• _Verilen Metin_
↓

DEMOKRASİMİZDE VAZGEÇİLMEZLER İHTİLALLER-MUHTIRALAR-DARBELER

DEMOKRASİMİZDE VAZGEÇİLMEZLER İHTİLALLER-MUHTIRALAR-DARBELER

Sevgili dostlar,
Değerli canlar,

Başkaları ‘demokrasi’ denilen şey her neyse;
Nasıl besleyip büyütürler…
Nasıl gölgesinde oturur veya meyvesini yer onu bilemeyiz ama;
Bizde ‘demokrasinin’ nasıl sulanıp, yeşertilmeye çalışıldığını üç aşağı-beş yukarı biliyoruz…

Yani, bizde ‘demokrasimizin’ nasıl yeşertip de, gölgesinde nasıl oturduğumuzu kısaca (bilmeyenler için) özetleyecek olursak;

Bizler ‘demokrasi bahçemizi’ arada-bir hortumla sularız!

↑

• _Liste_
↓

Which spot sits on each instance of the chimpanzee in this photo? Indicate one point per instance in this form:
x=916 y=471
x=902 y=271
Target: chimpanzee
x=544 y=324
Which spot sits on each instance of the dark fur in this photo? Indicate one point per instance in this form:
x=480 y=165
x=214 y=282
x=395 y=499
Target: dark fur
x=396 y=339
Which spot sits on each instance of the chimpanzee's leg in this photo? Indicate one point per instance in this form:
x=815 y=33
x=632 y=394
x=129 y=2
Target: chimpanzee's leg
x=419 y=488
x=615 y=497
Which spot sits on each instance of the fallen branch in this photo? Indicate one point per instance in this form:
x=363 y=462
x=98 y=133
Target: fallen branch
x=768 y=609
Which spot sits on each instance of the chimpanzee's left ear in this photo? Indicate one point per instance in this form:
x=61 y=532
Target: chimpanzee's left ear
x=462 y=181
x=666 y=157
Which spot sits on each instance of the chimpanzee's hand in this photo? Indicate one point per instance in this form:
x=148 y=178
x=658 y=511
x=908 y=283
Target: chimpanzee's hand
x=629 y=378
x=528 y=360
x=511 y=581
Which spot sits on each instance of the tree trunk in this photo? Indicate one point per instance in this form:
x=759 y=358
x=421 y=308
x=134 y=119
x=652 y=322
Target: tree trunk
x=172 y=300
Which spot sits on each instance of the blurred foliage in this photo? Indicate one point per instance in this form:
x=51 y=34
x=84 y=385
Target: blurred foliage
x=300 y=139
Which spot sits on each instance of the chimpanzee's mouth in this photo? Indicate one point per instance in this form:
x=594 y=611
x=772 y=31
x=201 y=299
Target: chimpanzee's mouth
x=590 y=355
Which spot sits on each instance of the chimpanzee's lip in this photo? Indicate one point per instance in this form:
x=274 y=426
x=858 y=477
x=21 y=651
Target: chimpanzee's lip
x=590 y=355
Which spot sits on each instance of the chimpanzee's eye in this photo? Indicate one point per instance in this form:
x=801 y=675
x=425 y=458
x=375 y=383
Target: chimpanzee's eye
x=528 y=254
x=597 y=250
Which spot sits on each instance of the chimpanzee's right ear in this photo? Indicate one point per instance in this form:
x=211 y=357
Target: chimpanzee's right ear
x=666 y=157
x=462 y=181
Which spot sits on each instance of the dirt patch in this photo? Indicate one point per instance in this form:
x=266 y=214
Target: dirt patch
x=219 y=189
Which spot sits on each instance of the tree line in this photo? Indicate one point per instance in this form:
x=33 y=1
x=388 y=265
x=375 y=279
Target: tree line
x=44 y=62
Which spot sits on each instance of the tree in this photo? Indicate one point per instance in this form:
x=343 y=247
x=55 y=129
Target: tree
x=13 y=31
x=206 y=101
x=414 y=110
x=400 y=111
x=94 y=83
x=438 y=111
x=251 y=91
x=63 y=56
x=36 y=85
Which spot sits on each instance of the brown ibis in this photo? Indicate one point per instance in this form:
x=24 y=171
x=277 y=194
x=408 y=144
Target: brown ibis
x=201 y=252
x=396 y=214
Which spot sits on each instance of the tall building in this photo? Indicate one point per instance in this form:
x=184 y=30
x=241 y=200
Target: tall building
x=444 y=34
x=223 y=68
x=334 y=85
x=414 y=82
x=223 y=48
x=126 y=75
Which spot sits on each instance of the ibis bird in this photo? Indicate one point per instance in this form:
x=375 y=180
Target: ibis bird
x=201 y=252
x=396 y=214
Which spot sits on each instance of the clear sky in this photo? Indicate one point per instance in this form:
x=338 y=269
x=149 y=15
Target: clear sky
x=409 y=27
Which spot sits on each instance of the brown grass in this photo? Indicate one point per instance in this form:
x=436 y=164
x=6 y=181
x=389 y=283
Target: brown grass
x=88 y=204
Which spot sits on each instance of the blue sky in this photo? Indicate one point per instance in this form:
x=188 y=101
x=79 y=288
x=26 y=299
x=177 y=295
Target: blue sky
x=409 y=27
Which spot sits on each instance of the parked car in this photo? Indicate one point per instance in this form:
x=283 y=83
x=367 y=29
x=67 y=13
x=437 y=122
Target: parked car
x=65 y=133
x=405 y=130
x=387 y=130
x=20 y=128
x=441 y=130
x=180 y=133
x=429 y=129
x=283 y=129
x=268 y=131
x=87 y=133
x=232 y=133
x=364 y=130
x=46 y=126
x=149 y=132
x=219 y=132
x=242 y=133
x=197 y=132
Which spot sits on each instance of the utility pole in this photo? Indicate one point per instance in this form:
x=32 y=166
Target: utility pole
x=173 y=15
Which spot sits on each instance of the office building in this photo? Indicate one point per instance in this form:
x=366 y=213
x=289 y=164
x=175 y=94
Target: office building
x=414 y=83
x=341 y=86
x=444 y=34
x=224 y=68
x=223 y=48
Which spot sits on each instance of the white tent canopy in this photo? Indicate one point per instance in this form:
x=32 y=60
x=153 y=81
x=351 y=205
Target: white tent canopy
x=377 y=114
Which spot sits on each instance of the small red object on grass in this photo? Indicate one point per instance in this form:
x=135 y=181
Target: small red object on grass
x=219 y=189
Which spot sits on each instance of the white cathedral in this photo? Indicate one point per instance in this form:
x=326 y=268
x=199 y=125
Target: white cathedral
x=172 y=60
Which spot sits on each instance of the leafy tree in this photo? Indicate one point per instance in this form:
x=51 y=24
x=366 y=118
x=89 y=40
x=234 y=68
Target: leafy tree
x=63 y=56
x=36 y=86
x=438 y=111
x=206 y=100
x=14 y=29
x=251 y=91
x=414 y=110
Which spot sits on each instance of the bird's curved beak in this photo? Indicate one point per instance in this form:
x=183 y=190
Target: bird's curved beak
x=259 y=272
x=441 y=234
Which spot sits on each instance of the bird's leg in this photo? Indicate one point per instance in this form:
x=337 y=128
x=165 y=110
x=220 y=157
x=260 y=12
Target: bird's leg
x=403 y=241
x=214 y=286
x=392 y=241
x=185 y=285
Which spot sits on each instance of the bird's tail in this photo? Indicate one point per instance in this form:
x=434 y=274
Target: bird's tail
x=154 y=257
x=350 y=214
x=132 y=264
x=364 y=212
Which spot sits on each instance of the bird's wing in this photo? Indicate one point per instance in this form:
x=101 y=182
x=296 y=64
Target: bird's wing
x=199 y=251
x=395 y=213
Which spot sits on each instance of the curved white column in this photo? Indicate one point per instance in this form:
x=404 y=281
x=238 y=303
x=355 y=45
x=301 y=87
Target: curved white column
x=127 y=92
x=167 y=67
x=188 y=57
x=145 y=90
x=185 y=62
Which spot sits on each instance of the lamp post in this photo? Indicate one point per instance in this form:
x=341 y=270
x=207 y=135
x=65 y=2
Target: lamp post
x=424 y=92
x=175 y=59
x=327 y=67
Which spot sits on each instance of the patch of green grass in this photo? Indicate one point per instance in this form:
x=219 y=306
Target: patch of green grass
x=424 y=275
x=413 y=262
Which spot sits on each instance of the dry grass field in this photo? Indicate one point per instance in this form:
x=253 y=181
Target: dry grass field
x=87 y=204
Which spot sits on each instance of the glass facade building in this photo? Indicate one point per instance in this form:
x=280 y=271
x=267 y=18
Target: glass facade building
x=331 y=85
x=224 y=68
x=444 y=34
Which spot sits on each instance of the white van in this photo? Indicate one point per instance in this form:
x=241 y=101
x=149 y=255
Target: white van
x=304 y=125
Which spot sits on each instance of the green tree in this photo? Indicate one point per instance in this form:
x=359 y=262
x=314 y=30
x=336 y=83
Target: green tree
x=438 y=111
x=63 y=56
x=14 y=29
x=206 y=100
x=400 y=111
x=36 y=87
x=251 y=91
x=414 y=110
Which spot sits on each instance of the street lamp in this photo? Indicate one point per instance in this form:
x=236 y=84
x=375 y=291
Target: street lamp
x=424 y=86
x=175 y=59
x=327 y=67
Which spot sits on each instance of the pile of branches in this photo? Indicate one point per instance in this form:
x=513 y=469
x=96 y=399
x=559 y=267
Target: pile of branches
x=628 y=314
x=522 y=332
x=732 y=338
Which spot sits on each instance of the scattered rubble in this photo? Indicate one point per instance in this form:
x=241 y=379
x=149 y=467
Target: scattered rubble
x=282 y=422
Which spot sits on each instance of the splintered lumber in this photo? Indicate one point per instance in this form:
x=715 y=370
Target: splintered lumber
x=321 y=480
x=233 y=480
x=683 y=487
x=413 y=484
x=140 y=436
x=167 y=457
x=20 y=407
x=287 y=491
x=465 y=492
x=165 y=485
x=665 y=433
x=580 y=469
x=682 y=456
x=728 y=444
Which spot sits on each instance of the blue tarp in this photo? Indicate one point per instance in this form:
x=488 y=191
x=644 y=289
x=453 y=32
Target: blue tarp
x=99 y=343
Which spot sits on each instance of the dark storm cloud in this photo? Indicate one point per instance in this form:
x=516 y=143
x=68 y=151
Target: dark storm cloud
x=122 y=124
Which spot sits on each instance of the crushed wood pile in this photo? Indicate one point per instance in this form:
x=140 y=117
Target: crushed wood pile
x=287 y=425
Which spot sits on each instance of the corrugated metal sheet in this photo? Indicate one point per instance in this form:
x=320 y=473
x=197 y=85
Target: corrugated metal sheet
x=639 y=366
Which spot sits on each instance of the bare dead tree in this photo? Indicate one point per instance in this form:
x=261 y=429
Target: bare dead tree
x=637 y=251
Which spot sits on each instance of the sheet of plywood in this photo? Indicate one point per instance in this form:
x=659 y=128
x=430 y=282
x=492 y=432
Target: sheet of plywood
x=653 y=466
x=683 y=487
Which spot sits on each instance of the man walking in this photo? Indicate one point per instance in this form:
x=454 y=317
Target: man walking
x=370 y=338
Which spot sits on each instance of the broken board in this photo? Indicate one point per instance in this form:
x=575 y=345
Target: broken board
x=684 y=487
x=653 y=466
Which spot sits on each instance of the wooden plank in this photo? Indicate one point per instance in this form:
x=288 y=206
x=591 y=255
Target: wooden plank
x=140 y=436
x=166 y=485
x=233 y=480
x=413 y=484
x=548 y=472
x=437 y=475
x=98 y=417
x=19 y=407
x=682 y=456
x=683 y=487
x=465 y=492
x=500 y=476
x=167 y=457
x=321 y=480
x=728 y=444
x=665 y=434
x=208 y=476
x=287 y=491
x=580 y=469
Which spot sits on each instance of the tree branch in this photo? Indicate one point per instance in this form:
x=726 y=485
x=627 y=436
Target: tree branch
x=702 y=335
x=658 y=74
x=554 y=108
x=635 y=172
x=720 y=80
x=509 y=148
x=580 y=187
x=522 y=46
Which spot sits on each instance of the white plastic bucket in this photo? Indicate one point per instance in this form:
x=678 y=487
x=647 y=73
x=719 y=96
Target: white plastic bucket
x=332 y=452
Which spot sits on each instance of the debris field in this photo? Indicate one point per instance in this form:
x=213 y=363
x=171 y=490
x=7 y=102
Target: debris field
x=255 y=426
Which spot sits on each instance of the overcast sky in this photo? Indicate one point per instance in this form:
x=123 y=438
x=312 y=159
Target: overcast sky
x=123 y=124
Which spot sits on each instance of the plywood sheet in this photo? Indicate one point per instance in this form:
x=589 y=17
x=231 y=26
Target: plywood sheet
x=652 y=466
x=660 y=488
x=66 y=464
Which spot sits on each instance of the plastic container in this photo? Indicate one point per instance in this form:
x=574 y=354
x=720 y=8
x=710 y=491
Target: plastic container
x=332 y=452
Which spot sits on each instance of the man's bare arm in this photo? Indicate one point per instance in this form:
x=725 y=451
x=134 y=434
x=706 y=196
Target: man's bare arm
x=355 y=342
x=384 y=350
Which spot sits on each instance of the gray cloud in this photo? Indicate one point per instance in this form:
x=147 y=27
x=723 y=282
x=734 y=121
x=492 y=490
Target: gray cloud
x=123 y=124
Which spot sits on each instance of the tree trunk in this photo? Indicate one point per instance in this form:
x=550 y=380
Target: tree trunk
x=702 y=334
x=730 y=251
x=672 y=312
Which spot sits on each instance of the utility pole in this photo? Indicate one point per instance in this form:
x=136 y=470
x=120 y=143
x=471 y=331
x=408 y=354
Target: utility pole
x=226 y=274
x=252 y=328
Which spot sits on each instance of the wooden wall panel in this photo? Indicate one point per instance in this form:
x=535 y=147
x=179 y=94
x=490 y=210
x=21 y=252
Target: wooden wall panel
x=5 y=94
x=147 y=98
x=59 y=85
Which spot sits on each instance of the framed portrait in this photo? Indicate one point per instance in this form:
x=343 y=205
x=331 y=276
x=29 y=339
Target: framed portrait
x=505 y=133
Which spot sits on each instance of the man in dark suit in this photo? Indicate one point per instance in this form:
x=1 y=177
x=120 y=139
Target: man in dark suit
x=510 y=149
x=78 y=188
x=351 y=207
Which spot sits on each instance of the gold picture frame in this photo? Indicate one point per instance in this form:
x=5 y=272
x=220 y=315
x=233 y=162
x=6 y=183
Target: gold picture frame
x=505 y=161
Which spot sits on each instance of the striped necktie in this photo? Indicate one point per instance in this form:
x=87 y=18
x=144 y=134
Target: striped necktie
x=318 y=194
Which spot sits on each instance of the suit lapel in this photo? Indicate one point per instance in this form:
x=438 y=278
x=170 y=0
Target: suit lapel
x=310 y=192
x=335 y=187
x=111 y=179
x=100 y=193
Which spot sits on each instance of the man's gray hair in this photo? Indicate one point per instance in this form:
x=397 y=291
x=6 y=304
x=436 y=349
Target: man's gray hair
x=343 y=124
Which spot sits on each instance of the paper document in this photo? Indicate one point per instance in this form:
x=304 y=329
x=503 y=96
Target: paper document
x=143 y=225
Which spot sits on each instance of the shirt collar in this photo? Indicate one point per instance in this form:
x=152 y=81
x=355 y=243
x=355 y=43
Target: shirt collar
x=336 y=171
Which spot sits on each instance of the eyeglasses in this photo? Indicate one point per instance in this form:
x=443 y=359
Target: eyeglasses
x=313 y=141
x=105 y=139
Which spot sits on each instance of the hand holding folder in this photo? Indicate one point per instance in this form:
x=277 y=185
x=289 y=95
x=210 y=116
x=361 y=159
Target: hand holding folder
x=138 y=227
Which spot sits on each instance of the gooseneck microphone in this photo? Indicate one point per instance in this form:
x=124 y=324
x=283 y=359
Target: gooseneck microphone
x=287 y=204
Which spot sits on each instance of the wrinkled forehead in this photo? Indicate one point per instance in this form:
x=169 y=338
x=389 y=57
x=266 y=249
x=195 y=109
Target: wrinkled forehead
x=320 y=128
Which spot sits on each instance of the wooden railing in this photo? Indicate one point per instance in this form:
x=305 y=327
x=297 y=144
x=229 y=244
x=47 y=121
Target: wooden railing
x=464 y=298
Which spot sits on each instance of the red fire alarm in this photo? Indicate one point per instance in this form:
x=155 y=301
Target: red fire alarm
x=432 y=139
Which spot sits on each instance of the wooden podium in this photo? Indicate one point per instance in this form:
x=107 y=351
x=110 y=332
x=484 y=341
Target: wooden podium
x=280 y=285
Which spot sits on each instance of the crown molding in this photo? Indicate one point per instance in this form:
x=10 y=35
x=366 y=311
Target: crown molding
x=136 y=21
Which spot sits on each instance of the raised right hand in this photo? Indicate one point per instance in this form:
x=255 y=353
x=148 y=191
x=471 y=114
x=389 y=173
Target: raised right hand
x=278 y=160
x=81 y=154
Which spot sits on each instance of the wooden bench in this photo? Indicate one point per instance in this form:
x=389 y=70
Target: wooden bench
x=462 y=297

↑

• _Alıştırma 1_
Demokrasi yazısının başlığında tirelerle ayrılarak sıralanan kavramlar hangileri?
• _Alıştırma 2_
Demokrasi yazısını son cümlesinden sonra aynı üslupla sürdürür müsün?

• _Görev Sonucu 1_
İhtilaller, Muhtıralar, Darbeler

• _Görev Sonucu 2_
Pardon, sürçü-lisan ettim!
Namlunun ucuyla ‘sularız’ diyecektim!

Demokrasi bahçemizi, her on yılda-bir -bahçıvan kostümlerimizi- giyinir ve ‘demokrasi bahçemizi’ baştan-aşağı ‘namlu’ ismini verdiğimiz demir hortumlarla sularız!
Bahçenin içinde ne kadar ‘yaban otu’ varsa hepsini ayıklarız!
Ve ‘temizlediğimize’ emin olduktan sonra da, arkamıza yaslanır ve beş-on sene rahatlarız!

Bağ-bahçe işiyle uğraşanlar…
İşinin ehli ve erbabı olan bahçıvanlar…
Bahçelerdeki yaban otları temizleme işine ne ad verirler doğrusu onu bilemeyiz ama…
Bizde demokrasi bahçesinin yaban otlarını temizleme işinin adı; (ve sık otların alınmasına)
“Sıkı yönetim”
“Örfi İdare”
“Olağan üstü Hal”
“Muhtıra”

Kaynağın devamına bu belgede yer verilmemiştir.